◆ **What is needed**
Report how many lines of the records below contain the string "grain", treating uppercase and lowercase letters as distinct. Give only the number.

[Begin Recorded data]

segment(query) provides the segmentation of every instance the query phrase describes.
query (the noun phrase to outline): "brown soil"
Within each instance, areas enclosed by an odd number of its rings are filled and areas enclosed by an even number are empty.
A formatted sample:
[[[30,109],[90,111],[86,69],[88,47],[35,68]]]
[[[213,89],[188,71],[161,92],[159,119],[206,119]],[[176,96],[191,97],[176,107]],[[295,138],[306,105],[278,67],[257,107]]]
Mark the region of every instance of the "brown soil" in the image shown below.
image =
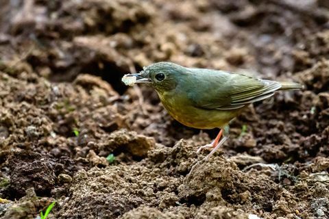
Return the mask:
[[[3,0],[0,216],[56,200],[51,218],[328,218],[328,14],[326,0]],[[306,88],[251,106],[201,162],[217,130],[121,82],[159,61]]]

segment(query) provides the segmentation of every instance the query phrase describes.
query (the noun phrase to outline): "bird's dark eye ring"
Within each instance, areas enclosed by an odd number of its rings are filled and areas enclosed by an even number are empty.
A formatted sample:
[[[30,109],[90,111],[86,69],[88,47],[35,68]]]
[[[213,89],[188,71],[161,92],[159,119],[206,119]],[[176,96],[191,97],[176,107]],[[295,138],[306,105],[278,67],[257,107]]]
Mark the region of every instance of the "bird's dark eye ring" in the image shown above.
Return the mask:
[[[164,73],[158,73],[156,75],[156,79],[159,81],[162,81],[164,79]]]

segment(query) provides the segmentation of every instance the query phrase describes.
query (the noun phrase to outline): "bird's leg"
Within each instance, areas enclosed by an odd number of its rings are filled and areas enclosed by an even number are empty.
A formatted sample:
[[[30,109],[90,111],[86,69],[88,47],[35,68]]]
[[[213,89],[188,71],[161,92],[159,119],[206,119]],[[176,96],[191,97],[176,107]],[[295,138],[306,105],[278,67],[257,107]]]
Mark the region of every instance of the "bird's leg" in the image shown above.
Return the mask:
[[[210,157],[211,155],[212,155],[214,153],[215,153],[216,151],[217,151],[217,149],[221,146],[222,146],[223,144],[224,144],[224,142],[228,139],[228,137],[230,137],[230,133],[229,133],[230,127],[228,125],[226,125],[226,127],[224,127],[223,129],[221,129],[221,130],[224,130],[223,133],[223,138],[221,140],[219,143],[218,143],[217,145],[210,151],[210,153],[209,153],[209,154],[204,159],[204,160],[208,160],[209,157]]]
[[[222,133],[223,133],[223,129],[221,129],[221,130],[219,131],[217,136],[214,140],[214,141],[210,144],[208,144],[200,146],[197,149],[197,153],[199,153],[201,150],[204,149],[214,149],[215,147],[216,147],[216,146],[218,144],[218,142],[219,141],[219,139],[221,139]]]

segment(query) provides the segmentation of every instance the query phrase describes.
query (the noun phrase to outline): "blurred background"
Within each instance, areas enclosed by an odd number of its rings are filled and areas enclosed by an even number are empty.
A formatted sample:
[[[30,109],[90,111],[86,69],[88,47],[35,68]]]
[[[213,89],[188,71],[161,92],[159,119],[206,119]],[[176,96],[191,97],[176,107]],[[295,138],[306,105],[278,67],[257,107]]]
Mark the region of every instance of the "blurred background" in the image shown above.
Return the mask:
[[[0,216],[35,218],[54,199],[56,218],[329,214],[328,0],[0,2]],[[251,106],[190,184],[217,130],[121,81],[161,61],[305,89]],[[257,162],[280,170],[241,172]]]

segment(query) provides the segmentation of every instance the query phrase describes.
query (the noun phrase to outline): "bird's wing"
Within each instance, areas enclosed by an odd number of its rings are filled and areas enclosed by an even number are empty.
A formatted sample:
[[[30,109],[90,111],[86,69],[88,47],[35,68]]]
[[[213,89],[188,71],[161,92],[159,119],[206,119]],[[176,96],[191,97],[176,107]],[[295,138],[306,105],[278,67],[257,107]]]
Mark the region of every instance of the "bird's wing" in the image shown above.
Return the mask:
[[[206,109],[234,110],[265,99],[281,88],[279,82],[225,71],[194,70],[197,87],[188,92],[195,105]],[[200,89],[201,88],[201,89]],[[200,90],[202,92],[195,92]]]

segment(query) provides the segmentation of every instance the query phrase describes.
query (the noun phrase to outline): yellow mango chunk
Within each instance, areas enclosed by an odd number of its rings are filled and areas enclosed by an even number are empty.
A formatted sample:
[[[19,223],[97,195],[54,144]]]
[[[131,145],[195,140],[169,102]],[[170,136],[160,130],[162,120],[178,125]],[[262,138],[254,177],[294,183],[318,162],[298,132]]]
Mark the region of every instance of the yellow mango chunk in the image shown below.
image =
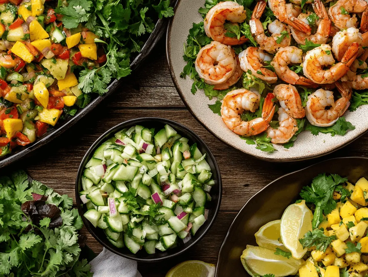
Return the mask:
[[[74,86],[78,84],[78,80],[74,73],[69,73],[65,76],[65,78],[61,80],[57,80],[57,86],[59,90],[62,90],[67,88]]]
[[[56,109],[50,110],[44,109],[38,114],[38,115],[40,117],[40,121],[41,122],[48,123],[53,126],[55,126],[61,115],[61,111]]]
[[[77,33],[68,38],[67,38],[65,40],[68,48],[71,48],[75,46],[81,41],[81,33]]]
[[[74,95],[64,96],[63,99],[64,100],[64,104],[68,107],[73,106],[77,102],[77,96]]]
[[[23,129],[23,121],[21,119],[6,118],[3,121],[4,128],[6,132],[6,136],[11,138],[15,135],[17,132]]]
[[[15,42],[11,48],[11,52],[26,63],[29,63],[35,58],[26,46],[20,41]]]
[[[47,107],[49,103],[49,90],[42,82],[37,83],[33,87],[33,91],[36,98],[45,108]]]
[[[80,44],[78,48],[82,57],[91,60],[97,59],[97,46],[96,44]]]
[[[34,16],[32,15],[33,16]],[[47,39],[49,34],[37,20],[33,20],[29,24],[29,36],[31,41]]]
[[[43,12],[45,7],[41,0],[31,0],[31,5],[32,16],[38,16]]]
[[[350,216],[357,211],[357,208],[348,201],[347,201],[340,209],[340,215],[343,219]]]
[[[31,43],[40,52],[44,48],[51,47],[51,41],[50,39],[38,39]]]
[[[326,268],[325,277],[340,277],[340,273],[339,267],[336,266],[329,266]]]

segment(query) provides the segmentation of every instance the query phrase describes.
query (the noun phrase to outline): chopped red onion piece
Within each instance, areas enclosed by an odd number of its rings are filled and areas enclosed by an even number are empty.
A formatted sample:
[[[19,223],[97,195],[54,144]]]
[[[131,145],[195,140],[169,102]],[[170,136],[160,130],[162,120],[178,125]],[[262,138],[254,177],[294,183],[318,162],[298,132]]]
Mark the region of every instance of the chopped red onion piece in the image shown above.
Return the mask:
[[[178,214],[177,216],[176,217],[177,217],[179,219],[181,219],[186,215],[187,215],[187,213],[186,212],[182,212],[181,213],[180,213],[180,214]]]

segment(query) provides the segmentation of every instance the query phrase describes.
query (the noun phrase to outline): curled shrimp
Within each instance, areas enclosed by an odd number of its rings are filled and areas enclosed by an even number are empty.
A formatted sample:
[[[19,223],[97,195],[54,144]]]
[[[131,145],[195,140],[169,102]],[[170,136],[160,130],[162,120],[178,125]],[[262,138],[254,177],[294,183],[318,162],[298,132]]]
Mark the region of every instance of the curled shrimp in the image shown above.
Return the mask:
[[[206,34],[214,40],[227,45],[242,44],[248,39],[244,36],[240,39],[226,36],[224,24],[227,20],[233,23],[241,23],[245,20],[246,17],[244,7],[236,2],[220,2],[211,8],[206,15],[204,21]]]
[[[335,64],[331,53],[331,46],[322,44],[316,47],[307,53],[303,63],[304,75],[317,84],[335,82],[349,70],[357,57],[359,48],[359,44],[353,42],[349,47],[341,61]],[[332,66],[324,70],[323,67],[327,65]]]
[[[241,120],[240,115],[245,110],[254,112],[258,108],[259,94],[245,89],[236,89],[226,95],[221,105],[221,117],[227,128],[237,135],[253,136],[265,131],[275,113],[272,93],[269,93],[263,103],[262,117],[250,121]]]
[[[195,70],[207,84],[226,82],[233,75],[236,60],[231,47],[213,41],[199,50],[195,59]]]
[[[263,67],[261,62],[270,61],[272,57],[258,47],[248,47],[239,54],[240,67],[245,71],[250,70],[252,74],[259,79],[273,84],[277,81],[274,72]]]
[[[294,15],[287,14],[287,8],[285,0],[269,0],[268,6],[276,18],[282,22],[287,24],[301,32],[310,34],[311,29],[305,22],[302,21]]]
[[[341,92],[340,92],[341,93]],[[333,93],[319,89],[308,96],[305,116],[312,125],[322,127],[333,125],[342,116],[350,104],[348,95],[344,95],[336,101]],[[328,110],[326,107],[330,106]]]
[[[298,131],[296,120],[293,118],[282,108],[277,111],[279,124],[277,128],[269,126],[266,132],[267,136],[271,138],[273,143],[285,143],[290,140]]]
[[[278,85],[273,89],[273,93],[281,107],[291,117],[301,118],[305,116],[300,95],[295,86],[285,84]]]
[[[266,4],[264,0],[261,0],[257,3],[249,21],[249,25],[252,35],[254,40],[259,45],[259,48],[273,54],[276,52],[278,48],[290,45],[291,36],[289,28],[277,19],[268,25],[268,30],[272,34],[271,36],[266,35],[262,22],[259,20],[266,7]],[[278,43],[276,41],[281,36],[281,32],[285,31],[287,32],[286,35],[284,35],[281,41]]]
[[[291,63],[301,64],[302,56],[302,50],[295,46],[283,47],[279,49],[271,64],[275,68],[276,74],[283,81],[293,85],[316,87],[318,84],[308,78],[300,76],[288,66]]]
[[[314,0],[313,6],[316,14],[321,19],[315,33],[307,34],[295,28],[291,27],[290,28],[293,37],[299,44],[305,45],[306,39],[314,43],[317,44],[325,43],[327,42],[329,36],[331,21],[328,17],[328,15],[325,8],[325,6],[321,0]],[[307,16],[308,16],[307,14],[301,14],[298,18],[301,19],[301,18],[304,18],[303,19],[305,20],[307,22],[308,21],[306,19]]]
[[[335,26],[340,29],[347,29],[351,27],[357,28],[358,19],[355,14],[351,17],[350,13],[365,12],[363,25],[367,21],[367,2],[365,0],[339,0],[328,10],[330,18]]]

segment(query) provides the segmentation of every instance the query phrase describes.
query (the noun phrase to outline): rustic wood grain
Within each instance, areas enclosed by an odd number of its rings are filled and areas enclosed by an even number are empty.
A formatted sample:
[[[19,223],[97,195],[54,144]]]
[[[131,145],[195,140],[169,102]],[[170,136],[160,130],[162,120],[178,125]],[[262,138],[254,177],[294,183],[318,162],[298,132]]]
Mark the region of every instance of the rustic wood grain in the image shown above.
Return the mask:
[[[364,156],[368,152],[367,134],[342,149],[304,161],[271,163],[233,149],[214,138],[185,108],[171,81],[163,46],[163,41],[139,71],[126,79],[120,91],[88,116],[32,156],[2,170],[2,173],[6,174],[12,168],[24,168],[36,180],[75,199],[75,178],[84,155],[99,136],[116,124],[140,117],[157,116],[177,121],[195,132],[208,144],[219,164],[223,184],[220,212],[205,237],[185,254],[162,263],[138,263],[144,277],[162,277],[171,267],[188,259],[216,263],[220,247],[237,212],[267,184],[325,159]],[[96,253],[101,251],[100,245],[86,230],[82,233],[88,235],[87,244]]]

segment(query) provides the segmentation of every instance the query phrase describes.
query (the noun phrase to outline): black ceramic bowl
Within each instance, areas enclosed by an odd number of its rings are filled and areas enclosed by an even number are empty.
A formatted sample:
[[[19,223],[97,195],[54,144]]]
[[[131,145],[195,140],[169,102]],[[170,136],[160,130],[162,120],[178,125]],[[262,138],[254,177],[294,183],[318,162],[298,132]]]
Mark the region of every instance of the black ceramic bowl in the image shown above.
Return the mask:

[End Recorded data]

◆ **Correct result**
2